#### WHAT IS NEEDED:
Take the line that contains "Question. Indicate one point on each instance of the paved" as the first line and the last line of the records as the end. Please set down everything in that range exactly.

#### THE DATA:
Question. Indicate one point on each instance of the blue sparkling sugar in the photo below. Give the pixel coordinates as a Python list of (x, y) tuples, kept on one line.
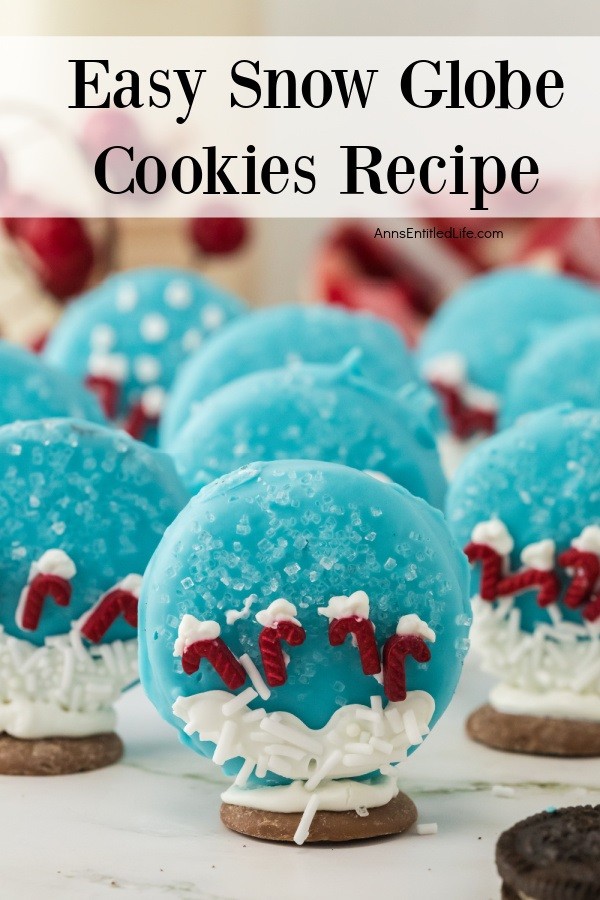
[(144, 322), (304, 531), (542, 479), (316, 412), (91, 491), (31, 389), (282, 336), (563, 368), (493, 320)]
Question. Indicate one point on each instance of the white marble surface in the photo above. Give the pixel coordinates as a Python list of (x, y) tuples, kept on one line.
[(149, 827)]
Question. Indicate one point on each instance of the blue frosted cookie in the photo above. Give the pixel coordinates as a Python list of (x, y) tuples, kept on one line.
[(562, 368), (319, 412), (303, 622), (127, 338), (82, 508), (31, 389), (526, 507), (283, 336), (471, 345)]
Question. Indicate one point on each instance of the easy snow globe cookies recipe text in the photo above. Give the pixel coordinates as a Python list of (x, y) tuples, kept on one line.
[(304, 626), (526, 508), (82, 508)]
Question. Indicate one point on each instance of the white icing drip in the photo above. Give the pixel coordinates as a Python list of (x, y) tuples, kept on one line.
[(63, 688), (494, 533), (279, 610), (53, 562), (191, 630), (363, 744), (554, 658), (539, 555), (108, 365), (357, 604), (335, 796), (412, 624)]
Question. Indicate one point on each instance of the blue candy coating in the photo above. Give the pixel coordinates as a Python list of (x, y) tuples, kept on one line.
[(31, 389), (542, 479), (493, 320), (91, 491), (304, 531), (275, 337), (149, 319), (563, 368), (317, 412)]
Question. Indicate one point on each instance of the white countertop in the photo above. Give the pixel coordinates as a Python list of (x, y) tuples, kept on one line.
[(149, 827)]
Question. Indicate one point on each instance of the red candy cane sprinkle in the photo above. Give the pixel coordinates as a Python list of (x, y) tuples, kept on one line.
[(218, 654), (269, 642), (395, 651), (364, 632), (122, 600)]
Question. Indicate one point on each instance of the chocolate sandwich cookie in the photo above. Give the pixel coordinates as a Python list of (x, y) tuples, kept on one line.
[(552, 856), (538, 735), (326, 826)]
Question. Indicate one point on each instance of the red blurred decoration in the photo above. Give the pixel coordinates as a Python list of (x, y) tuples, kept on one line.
[(59, 250), (219, 236)]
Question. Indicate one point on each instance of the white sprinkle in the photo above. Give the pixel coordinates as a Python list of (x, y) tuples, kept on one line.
[(224, 749), (329, 764), (292, 735), (178, 295), (154, 328), (395, 720), (233, 706), (308, 815), (146, 368), (412, 728), (502, 790), (255, 677), (244, 774)]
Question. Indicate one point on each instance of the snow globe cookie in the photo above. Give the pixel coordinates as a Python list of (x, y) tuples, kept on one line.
[(304, 625), (477, 336), (322, 412), (562, 368), (31, 389), (82, 508), (283, 336), (526, 507), (127, 337)]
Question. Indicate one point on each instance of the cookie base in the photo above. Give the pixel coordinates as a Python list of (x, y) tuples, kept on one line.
[(536, 735), (326, 827), (58, 756)]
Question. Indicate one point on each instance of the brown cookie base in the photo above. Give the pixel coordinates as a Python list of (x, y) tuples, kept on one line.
[(327, 827), (58, 756), (537, 735)]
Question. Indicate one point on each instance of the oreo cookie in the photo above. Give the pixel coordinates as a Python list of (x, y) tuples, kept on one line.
[(552, 856)]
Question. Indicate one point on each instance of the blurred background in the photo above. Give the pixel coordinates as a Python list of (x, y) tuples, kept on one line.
[(269, 261)]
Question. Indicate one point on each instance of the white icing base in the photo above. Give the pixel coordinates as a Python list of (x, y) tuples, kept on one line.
[(552, 671), (334, 796), (355, 741), (30, 720), (64, 688), (554, 704)]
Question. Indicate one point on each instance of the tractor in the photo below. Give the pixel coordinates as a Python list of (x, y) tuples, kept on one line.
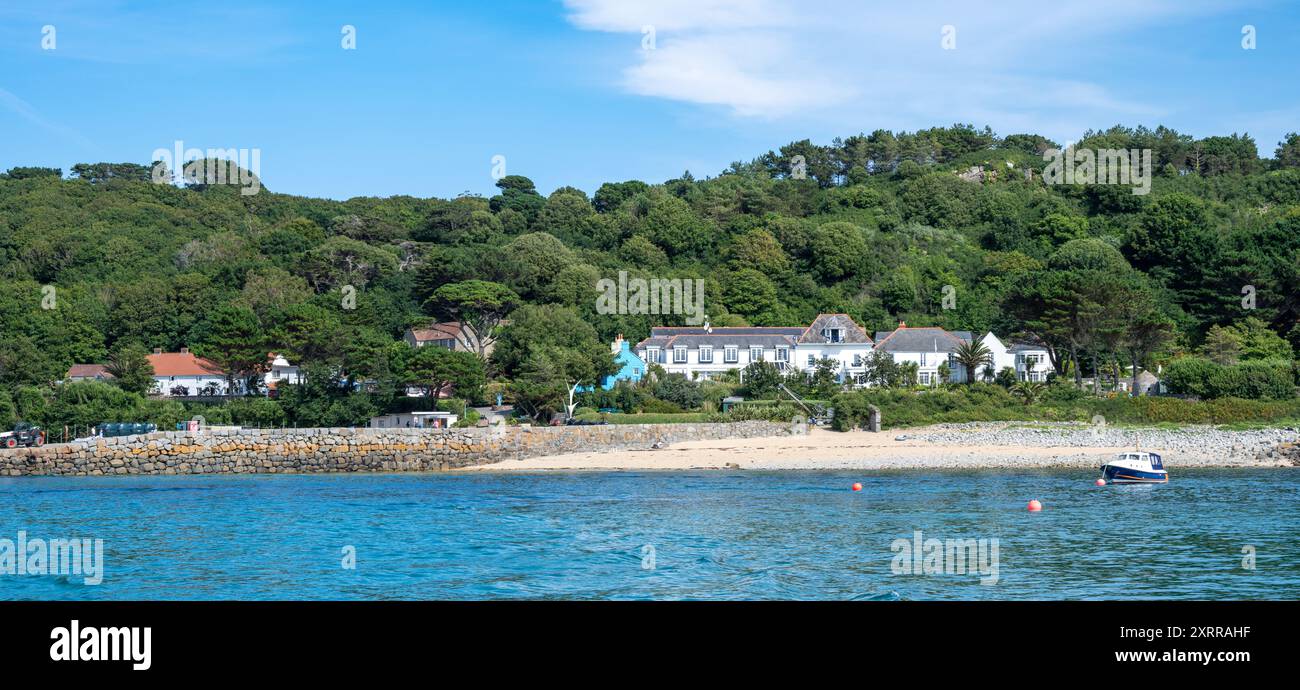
[(22, 434)]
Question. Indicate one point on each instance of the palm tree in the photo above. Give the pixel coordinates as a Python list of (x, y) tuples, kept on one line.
[(971, 356), (1028, 391)]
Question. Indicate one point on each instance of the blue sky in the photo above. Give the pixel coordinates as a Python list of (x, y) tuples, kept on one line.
[(571, 92)]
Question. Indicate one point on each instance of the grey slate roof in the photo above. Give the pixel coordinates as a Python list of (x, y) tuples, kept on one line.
[(718, 341), (852, 332), (922, 339), (726, 330)]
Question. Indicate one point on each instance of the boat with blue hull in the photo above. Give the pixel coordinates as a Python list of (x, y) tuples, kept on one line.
[(1136, 467)]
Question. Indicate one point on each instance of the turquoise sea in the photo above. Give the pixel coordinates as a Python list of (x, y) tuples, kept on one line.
[(661, 536)]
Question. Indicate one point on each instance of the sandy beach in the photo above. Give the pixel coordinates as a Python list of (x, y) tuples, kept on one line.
[(937, 447)]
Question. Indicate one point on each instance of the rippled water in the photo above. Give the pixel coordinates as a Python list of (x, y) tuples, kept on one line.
[(714, 536)]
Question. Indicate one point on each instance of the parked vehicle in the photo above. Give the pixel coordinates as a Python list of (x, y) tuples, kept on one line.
[(124, 429), (22, 434)]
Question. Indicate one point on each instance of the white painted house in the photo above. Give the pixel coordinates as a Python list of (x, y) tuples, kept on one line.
[(928, 348), (414, 420), (703, 352), (280, 372), (185, 374)]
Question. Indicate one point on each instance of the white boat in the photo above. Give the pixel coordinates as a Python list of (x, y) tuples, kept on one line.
[(1135, 467)]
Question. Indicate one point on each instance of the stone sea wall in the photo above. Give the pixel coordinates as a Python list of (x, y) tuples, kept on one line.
[(284, 451)]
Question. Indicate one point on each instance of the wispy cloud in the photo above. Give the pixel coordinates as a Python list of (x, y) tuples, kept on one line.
[(27, 112), (848, 63)]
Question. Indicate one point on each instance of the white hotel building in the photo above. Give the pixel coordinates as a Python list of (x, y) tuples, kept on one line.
[(702, 352)]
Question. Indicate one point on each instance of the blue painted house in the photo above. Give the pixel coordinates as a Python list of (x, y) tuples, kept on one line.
[(632, 367)]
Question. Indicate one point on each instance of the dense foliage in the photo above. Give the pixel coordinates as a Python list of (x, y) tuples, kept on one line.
[(102, 265)]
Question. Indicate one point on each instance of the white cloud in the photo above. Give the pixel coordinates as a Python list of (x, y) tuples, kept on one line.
[(677, 14), (850, 64), (753, 74)]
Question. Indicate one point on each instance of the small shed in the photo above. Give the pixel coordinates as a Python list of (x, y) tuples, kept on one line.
[(414, 420)]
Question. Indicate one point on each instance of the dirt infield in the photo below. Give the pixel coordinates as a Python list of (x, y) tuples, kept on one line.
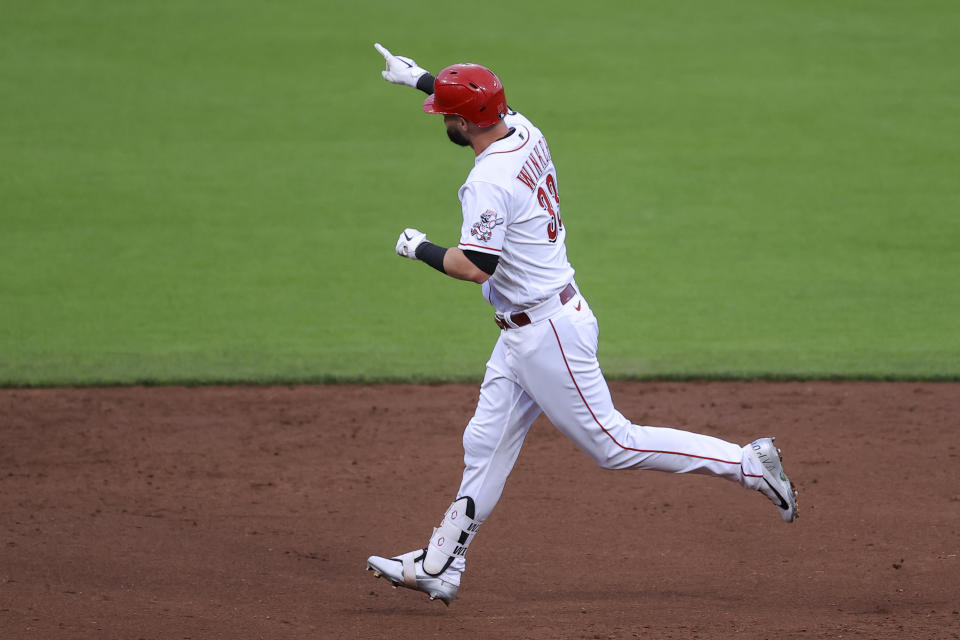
[(248, 512)]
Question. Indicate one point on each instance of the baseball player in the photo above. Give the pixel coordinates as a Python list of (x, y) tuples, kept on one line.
[(512, 243)]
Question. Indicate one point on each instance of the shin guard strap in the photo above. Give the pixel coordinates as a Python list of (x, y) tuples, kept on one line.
[(452, 537)]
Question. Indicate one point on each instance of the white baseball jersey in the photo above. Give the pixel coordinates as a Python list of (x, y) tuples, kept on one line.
[(511, 209)]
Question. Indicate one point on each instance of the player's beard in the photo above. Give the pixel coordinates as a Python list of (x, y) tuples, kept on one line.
[(457, 138)]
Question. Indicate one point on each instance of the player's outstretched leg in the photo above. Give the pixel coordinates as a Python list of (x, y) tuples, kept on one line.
[(434, 570), (775, 484)]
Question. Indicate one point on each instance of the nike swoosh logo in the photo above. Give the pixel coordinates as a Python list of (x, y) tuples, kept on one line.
[(783, 503)]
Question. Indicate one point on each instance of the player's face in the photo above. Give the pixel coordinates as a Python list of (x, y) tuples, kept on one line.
[(456, 130)]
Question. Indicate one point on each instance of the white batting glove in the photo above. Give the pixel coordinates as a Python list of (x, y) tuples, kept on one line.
[(400, 69), (408, 242)]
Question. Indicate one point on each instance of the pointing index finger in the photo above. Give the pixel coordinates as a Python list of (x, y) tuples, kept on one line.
[(383, 50)]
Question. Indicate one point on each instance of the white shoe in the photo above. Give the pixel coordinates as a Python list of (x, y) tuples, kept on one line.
[(407, 571), (776, 485)]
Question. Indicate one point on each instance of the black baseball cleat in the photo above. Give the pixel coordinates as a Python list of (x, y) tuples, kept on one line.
[(776, 485), (407, 571)]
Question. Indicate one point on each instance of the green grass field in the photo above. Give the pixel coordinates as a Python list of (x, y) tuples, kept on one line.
[(201, 192)]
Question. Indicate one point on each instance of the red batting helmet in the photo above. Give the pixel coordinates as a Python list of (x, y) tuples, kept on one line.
[(468, 90)]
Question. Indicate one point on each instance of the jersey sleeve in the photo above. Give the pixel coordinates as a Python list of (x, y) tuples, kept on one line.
[(484, 217)]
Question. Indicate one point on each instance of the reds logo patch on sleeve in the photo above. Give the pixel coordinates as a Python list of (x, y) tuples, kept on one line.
[(483, 230)]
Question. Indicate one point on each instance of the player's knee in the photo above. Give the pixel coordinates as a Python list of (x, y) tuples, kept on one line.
[(474, 444)]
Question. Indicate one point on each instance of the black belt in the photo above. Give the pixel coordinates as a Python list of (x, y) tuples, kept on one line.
[(522, 319)]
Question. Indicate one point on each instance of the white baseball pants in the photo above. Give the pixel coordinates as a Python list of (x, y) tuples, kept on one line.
[(551, 366)]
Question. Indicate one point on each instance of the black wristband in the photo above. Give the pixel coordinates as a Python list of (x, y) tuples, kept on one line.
[(431, 254), (425, 83)]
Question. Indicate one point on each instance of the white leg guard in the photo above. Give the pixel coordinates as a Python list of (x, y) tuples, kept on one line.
[(451, 539)]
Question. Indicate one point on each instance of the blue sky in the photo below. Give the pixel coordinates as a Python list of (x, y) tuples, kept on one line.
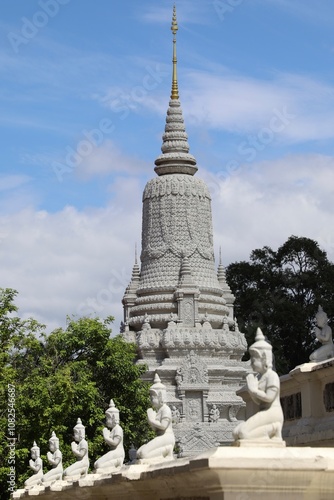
[(84, 92)]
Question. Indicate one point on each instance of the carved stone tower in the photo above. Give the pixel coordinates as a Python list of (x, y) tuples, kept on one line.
[(177, 307)]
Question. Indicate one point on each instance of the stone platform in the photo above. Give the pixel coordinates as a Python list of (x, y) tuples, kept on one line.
[(224, 473)]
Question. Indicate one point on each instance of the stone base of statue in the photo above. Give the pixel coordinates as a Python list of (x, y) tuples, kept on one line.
[(153, 460), (230, 472), (263, 443)]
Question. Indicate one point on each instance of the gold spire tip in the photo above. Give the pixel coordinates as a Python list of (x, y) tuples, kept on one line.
[(174, 28)]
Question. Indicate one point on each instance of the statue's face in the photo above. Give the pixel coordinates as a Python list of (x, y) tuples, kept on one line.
[(111, 421), (53, 446), (78, 435), (257, 364), (321, 319), (155, 400)]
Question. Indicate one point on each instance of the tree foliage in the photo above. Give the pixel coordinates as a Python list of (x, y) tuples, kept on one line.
[(59, 377), (280, 291)]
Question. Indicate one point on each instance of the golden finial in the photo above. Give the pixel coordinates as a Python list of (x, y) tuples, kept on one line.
[(174, 28)]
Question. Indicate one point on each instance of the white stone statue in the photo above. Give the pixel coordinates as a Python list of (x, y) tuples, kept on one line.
[(80, 449), (323, 332), (264, 388), (113, 436), (55, 459), (214, 414), (35, 464), (160, 419), (175, 415)]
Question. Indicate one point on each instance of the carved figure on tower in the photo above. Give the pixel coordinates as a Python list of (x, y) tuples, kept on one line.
[(264, 388), (113, 436), (55, 459), (160, 419), (80, 450), (36, 465), (323, 333)]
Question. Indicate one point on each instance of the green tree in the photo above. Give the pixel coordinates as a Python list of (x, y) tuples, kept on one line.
[(280, 291), (70, 373)]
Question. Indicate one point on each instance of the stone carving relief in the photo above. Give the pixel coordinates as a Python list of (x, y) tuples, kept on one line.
[(177, 217), (194, 407), (233, 412), (214, 414), (193, 371), (205, 336)]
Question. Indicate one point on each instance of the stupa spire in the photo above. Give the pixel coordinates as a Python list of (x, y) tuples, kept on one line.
[(175, 157), (174, 28)]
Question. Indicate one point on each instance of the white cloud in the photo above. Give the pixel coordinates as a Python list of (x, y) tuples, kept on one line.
[(108, 158), (78, 262)]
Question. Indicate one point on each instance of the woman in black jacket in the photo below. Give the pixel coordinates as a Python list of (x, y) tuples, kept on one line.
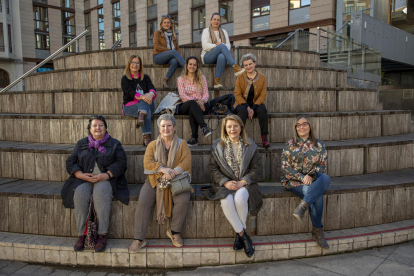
[(139, 95), (97, 167)]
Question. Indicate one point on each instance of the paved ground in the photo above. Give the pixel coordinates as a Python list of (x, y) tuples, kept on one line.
[(390, 260)]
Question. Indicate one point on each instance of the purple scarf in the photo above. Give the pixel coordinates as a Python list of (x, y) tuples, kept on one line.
[(97, 144)]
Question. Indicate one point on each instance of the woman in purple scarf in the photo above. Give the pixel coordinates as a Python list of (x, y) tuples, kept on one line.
[(97, 168)]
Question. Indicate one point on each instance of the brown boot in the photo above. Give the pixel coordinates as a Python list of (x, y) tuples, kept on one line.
[(237, 70), (141, 119), (217, 83), (147, 139), (165, 82)]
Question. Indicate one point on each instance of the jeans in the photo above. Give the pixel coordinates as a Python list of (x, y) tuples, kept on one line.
[(134, 109), (173, 58), (260, 112), (219, 55), (196, 115), (313, 195)]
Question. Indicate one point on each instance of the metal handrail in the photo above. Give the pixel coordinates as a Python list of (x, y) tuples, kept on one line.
[(289, 37), (45, 61), (337, 32)]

#### TASK SOLUTION:
Question. Indicate one point on each instance of the paved ground in the photo above. Give the pixel coordinates as a Python list of (x, y) tuples, kept on one line.
[(390, 260)]
Question. Indicate one point on each instance of the purple scarf in the photo above. Give the pixel coordinates as a Python list of (x, y) tuples, kept on one line.
[(97, 144)]
Question. Indicate one point on each instance of the woman in purple scarf in the photo above. Give the pixel coordinates as a Python list of (x, y) tuples, kept on one line.
[(97, 168)]
Question. Indicate one point on each instance of the brown boot in the photo above. Give the pixel coordinates as a Python list of (x, y) tuples, kept on one line.
[(237, 70), (141, 119), (217, 83), (147, 139), (165, 82)]
Question. Indicate one point on each instance of the jeans in the photo above. Give the pixel coordinates as a Python list of (x, y) tuples, kept on one line.
[(134, 109), (173, 58), (260, 112), (219, 55), (196, 115), (313, 195)]
Question. Indicate one point on each instance of the metal handrail in the photo above. Give the pixel coordinates as a Python list of (x, y) tuples, kept on one line.
[(289, 37), (45, 61), (337, 32)]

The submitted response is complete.